El martes madrugamos y tomamos el FEVE en la estación de Basurto. El tren atravesó incontables valles y tuneles, y también sombríos pasajes bajo los árboles. El día se levantó luminoso y ayudaba al renqueante tren a cumplir su cometido fatigoso. Mientras luchábamos denonadamente por salir de Bilbao yo leía el “Gara”. Ciertamente, hacía tiempo que no me encontraba con algo tan esclarecedor sobre el nacionalismo vasco como lo que escribía un autodenominado “catedrático senior de la universidad”. El tipo hablaba largamente sobre la incompatibilidad existente entre “España” y “Euskadi”, y en pasajes memorables presentaba con transparencia envidiable la esencia misma de la ideología nacionalista:

(…) Solapadamente unas veces, pero manifiestamente en otras, el enfrentamiento entre Euskadi y España se está dando repetidamente (…) Rodriguez Zapatero, en su discurso ante las cortes españolas en las que se discutía el futuro del nuevo estatuto, hizo dos afirmaciones tajantes que rompieron toda posibilidad de un diálogo sereno con el País Vasco. Primera: “esta cámara es la sede de la soberanía popular de España”, afirmación que venía a confirmar el golpe de estado que las cortes de Cádiz dieron al considerar a su cámara la representante de una España unitaria y rechazando la tradicional España plurinacional que hasta ese momento era la legítima (…)

José Luis Orella Unzué, Euskadi versus España, divorcio de identidades; Gara, 31-7-2007

El antiliberalismo, en pocas palabras, la reacción facciosa, es el núcleo resentido del nacionalismo vasco. Frente a la política liberal tantas veces truncada en España, la reivindicación del absolutismo y los derechos donados graciosamente por Dios y Su Majestad. Frente a la Constitución de 1812, es de suponer, Fernando VII y el vivan las caenas. Este honorable defensor del antiguo régimen merece con creces que le nombren Lehendakari.

§ Registros de un conjunto de datos
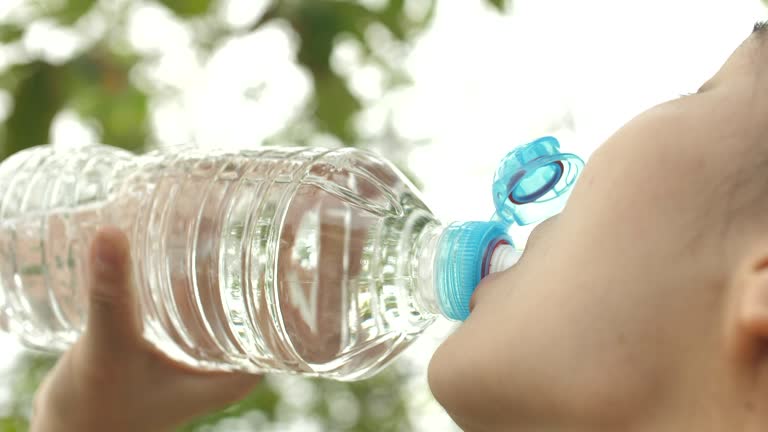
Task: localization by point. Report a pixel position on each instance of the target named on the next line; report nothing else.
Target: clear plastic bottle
(302, 260)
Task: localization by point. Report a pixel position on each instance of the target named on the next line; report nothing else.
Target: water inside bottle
(257, 261)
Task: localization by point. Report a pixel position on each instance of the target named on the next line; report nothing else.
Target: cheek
(545, 344)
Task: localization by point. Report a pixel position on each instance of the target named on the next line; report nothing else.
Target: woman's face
(614, 312)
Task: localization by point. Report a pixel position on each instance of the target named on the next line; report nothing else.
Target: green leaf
(336, 106)
(187, 8)
(502, 5)
(37, 98)
(72, 10)
(10, 33)
(102, 91)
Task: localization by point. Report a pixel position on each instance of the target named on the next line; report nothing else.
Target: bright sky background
(484, 84)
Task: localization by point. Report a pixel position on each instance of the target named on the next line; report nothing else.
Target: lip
(480, 287)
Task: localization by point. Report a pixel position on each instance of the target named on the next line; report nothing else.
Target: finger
(112, 321)
(216, 390)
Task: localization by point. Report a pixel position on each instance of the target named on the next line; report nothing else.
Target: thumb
(113, 323)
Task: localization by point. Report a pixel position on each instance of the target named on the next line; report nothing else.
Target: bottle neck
(423, 257)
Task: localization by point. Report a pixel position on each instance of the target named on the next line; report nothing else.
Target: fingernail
(105, 254)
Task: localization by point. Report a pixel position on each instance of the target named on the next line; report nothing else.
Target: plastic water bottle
(302, 260)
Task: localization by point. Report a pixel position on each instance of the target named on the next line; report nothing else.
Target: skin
(644, 305)
(112, 379)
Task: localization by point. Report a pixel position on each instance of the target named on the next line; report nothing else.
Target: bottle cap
(532, 183)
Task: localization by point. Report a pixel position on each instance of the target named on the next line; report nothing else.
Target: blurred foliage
(97, 83)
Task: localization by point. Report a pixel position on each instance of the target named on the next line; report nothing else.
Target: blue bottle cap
(532, 183)
(463, 259)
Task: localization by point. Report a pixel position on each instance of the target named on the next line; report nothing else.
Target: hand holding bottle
(112, 379)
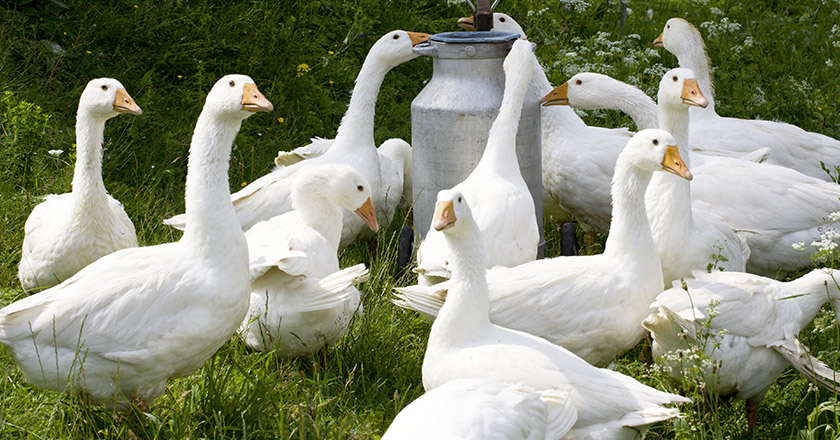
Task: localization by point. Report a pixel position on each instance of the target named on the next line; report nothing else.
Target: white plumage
(789, 145)
(300, 300)
(591, 305)
(463, 344)
(119, 329)
(354, 145)
(481, 409)
(762, 318)
(67, 232)
(502, 204)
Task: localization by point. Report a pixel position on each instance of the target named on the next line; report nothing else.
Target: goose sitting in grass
(592, 305)
(66, 232)
(120, 328)
(463, 344)
(789, 145)
(771, 207)
(354, 145)
(482, 409)
(577, 160)
(300, 300)
(502, 204)
(747, 325)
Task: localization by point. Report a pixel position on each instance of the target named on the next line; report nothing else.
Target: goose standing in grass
(771, 207)
(482, 409)
(463, 344)
(790, 146)
(123, 326)
(502, 204)
(354, 145)
(300, 300)
(66, 232)
(761, 318)
(686, 239)
(577, 160)
(592, 305)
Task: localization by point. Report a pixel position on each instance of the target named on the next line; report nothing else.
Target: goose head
(655, 150)
(395, 47)
(501, 23)
(340, 185)
(679, 87)
(452, 213)
(679, 37)
(106, 98)
(236, 97)
(586, 90)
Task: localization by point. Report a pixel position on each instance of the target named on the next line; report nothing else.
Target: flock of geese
(517, 344)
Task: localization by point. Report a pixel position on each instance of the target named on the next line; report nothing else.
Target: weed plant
(774, 60)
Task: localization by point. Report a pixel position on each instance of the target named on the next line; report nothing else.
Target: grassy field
(774, 60)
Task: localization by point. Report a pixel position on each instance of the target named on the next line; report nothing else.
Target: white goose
(66, 232)
(463, 344)
(592, 305)
(790, 146)
(770, 206)
(502, 204)
(354, 145)
(127, 323)
(762, 318)
(686, 239)
(300, 300)
(577, 160)
(482, 409)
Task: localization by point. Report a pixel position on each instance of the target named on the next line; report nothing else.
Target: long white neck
(318, 213)
(669, 197)
(692, 55)
(466, 307)
(812, 292)
(87, 174)
(356, 126)
(209, 212)
(633, 102)
(500, 153)
(629, 228)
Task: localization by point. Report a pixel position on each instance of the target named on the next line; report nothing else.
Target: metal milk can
(452, 115)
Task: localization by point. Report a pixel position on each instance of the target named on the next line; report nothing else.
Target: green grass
(168, 57)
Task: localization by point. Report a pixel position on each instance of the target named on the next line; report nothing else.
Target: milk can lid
(474, 37)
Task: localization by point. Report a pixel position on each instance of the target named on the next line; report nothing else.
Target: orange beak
(254, 101)
(444, 216)
(368, 215)
(417, 38)
(692, 95)
(124, 104)
(558, 96)
(658, 41)
(674, 164)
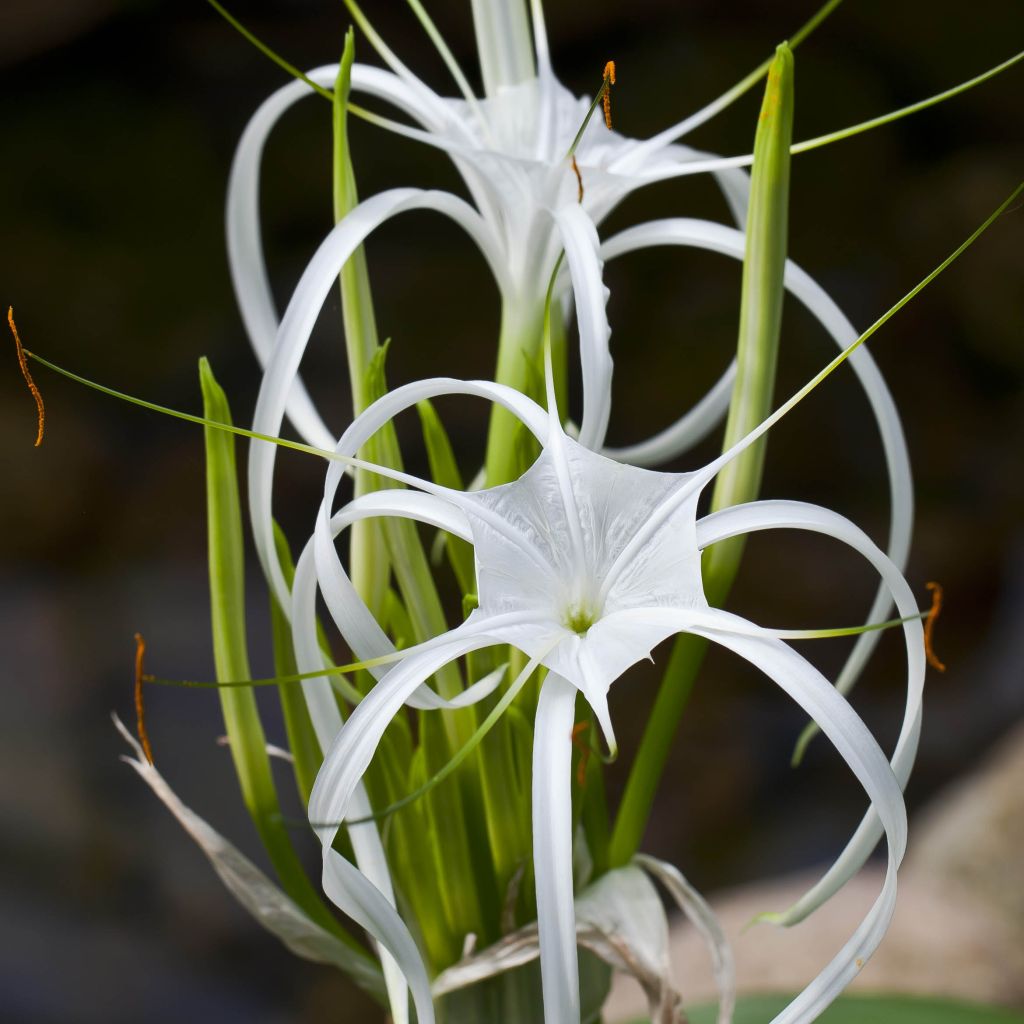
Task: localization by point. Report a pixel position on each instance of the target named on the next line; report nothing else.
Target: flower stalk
(762, 294)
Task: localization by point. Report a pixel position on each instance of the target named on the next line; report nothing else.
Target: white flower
(586, 565)
(511, 150)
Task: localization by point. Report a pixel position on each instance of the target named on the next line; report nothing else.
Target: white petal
(503, 42)
(357, 897)
(553, 850)
(353, 748)
(271, 908)
(718, 238)
(582, 244)
(700, 915)
(317, 280)
(245, 245)
(850, 736)
(797, 515)
(688, 431)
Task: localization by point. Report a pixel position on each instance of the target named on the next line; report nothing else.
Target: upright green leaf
(757, 354)
(242, 721)
(760, 314)
(301, 735)
(369, 560)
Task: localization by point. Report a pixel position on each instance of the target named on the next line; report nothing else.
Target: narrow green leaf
(299, 727)
(368, 552)
(760, 314)
(464, 892)
(757, 352)
(242, 721)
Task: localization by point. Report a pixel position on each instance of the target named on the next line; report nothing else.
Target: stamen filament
(606, 82)
(23, 363)
(143, 736)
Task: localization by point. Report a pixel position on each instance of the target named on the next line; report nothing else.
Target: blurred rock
(958, 929)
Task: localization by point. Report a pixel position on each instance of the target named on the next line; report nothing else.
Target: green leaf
(369, 556)
(763, 291)
(757, 351)
(301, 736)
(858, 1009)
(242, 721)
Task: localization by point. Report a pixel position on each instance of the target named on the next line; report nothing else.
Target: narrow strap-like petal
(245, 244)
(798, 515)
(317, 280)
(582, 244)
(553, 850)
(857, 747)
(270, 907)
(718, 238)
(359, 899)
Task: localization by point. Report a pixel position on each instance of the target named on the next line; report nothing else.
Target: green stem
(245, 731)
(739, 480)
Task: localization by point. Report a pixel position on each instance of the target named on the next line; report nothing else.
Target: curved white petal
(353, 619)
(850, 736)
(798, 515)
(359, 899)
(582, 245)
(503, 43)
(327, 721)
(245, 244)
(691, 428)
(718, 238)
(553, 850)
(293, 335)
(349, 755)
(336, 795)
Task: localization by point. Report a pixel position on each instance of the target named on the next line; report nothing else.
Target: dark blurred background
(119, 121)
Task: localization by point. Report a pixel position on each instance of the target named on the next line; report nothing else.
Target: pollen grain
(609, 81)
(934, 611)
(24, 364)
(143, 736)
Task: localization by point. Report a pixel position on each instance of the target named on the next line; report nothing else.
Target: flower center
(579, 617)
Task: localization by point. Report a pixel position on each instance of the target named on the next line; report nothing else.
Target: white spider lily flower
(512, 150)
(586, 565)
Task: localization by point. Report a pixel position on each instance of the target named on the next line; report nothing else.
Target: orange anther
(933, 613)
(143, 736)
(24, 364)
(609, 81)
(578, 730)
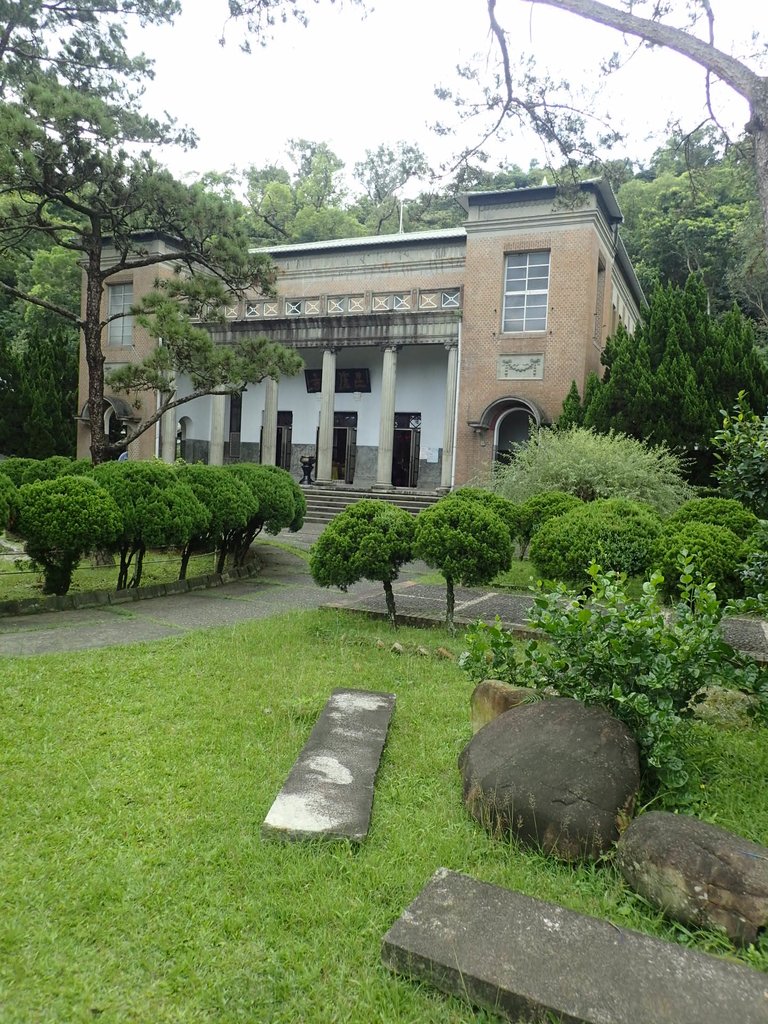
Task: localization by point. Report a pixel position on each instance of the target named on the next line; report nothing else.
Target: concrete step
(329, 793)
(529, 961)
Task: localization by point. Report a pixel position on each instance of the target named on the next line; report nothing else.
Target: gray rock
(492, 697)
(555, 774)
(697, 872)
(525, 960)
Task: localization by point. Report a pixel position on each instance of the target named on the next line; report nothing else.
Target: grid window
(525, 292)
(120, 300)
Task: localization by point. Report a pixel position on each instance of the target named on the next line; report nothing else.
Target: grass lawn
(136, 887)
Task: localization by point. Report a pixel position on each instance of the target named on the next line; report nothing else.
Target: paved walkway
(283, 585)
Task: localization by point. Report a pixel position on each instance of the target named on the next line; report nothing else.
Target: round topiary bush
(616, 534)
(507, 511)
(718, 512)
(370, 540)
(717, 553)
(60, 520)
(540, 509)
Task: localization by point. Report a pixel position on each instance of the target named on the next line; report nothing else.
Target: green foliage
(7, 500)
(60, 520)
(754, 570)
(619, 532)
(370, 540)
(666, 383)
(606, 648)
(229, 504)
(592, 465)
(741, 457)
(507, 511)
(466, 542)
(718, 512)
(15, 468)
(159, 511)
(280, 505)
(539, 509)
(717, 551)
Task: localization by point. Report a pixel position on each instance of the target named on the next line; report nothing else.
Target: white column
(386, 418)
(269, 426)
(216, 444)
(326, 435)
(449, 430)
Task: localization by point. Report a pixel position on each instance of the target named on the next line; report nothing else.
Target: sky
(357, 82)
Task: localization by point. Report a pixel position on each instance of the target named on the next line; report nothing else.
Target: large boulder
(492, 697)
(697, 872)
(555, 774)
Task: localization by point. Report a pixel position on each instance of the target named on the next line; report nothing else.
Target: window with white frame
(120, 300)
(525, 292)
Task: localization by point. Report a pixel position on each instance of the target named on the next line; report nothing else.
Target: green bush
(591, 466)
(7, 501)
(466, 542)
(159, 511)
(370, 540)
(754, 570)
(507, 511)
(717, 552)
(617, 534)
(540, 509)
(15, 467)
(718, 512)
(62, 519)
(604, 647)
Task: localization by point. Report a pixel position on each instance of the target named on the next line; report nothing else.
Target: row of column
(326, 432)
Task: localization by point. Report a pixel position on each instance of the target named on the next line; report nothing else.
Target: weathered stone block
(697, 872)
(555, 774)
(526, 960)
(330, 790)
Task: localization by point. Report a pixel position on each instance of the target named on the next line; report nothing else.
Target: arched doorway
(512, 428)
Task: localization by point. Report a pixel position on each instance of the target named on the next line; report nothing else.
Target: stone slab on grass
(329, 793)
(529, 961)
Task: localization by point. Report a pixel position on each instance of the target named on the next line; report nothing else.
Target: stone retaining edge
(96, 598)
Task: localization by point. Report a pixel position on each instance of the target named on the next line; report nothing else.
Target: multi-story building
(426, 354)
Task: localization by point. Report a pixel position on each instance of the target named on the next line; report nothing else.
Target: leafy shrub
(741, 454)
(754, 570)
(591, 466)
(15, 467)
(539, 509)
(507, 511)
(60, 520)
(7, 500)
(370, 540)
(159, 511)
(466, 542)
(607, 648)
(718, 512)
(620, 534)
(718, 553)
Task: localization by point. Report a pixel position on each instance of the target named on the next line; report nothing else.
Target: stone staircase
(323, 503)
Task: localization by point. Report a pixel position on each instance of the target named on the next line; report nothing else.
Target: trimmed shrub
(280, 500)
(617, 535)
(591, 466)
(718, 512)
(7, 501)
(717, 553)
(15, 467)
(466, 542)
(370, 540)
(61, 520)
(507, 511)
(540, 509)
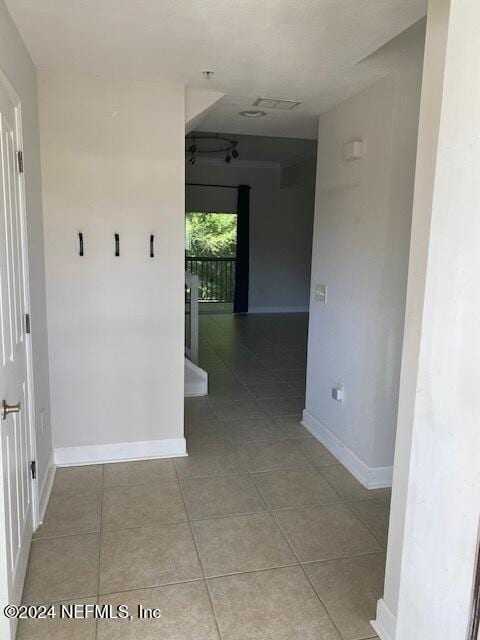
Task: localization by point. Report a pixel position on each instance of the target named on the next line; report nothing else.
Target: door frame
(30, 409)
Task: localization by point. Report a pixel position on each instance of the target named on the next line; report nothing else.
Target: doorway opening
(211, 254)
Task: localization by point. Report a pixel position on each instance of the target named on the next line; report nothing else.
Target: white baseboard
(370, 477)
(385, 623)
(303, 309)
(120, 452)
(46, 488)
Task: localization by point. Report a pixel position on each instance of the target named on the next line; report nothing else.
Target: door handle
(9, 408)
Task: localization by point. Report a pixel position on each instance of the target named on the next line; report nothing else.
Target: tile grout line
(308, 579)
(198, 556)
(377, 538)
(100, 545)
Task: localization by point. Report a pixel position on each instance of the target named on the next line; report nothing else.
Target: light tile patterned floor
(258, 535)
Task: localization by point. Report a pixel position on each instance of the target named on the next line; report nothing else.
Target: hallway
(259, 534)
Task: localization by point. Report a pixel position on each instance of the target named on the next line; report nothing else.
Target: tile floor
(258, 535)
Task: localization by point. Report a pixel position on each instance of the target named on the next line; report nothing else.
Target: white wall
(113, 162)
(360, 250)
(439, 420)
(280, 228)
(432, 88)
(17, 66)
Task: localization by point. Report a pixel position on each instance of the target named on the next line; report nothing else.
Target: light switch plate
(321, 293)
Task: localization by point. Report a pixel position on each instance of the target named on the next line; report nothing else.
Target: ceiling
(253, 149)
(305, 50)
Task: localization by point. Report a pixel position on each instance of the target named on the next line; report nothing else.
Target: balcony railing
(216, 278)
(191, 316)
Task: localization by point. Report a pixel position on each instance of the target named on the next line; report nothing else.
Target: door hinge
(20, 161)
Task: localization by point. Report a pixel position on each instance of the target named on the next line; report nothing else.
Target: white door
(16, 446)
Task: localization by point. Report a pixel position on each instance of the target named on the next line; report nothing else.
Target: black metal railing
(216, 277)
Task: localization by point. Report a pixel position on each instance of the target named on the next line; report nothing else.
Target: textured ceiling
(304, 50)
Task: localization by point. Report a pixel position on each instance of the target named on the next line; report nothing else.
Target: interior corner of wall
(198, 103)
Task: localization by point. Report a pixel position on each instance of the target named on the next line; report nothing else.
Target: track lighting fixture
(216, 145)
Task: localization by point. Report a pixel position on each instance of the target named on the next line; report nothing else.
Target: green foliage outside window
(211, 234)
(214, 236)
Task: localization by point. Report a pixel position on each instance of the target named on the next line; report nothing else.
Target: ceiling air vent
(276, 103)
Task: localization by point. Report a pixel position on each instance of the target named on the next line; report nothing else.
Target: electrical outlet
(338, 393)
(321, 293)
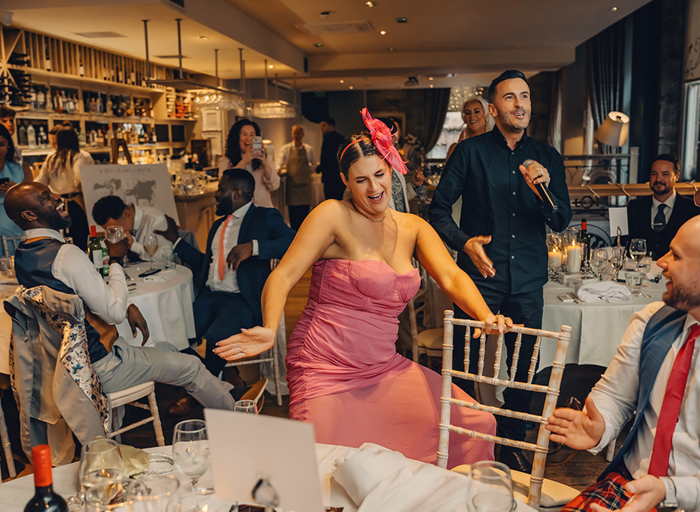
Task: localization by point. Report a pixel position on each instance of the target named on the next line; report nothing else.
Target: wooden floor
(578, 473)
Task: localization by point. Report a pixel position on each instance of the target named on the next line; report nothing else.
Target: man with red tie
(656, 372)
(230, 275)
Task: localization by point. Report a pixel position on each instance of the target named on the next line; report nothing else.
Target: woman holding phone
(244, 151)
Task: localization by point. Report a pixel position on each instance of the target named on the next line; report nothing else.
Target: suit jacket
(639, 222)
(262, 224)
(660, 333)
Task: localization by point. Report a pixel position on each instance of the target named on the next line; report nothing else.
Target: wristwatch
(670, 502)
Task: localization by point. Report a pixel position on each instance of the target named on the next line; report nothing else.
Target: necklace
(365, 216)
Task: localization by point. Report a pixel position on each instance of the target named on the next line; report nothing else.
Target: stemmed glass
(101, 468)
(638, 249)
(491, 488)
(150, 245)
(599, 259)
(191, 449)
(246, 406)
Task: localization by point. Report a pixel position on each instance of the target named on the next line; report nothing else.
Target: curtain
(435, 104)
(605, 55)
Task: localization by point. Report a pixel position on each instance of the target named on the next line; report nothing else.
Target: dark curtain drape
(605, 58)
(435, 103)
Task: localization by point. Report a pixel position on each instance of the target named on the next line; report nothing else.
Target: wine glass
(638, 249)
(191, 449)
(246, 406)
(101, 468)
(491, 488)
(599, 259)
(150, 245)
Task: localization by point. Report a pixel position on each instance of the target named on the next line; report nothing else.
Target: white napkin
(604, 291)
(378, 479)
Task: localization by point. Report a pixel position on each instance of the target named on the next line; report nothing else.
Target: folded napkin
(378, 479)
(604, 291)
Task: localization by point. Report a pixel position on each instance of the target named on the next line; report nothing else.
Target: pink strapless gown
(346, 378)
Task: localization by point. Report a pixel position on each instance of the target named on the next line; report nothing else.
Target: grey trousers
(126, 366)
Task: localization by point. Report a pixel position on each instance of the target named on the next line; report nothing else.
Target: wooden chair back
(551, 390)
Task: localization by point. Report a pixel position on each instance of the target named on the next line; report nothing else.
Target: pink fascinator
(381, 138)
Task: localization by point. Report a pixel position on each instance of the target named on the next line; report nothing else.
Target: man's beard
(683, 299)
(225, 206)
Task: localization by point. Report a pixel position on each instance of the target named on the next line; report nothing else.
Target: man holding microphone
(501, 240)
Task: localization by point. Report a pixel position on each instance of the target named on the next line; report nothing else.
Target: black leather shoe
(515, 459)
(183, 407)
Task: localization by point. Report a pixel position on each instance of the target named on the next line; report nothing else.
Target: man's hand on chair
(170, 233)
(137, 321)
(580, 430)
(648, 492)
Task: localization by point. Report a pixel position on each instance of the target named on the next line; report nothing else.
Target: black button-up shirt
(496, 201)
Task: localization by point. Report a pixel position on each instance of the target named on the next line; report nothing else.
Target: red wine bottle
(44, 499)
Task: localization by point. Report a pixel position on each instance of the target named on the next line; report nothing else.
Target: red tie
(671, 406)
(222, 258)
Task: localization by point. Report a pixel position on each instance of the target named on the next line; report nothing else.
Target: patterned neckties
(660, 219)
(222, 256)
(671, 406)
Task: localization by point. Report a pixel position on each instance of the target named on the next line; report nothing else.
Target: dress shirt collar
(669, 202)
(43, 233)
(501, 140)
(138, 216)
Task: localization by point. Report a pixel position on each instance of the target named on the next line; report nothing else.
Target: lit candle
(554, 259)
(573, 258)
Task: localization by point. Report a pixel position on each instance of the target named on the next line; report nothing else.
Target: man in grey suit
(656, 372)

§ Objetivo de la tarea
Por favor, indica con un sí o un no si cada afirmación concuerda con el extracto sobre el viaje en tren y el nacionalismo vasco, y cita las palabras exactas del extracto que lo deciden: (a) el tren se tomó en la estación de Basurto; (b) el día amaneció lluvioso; (c) el artículo del "Gara" lleva fecha de 31-7-2007.

§ Respuesta
(a) Sí: "tomamos el FEVE en la estación de Basurto".
(b) No: "El día se levantó luminoso".
(c) Sí: "Gara, 31-7-2007".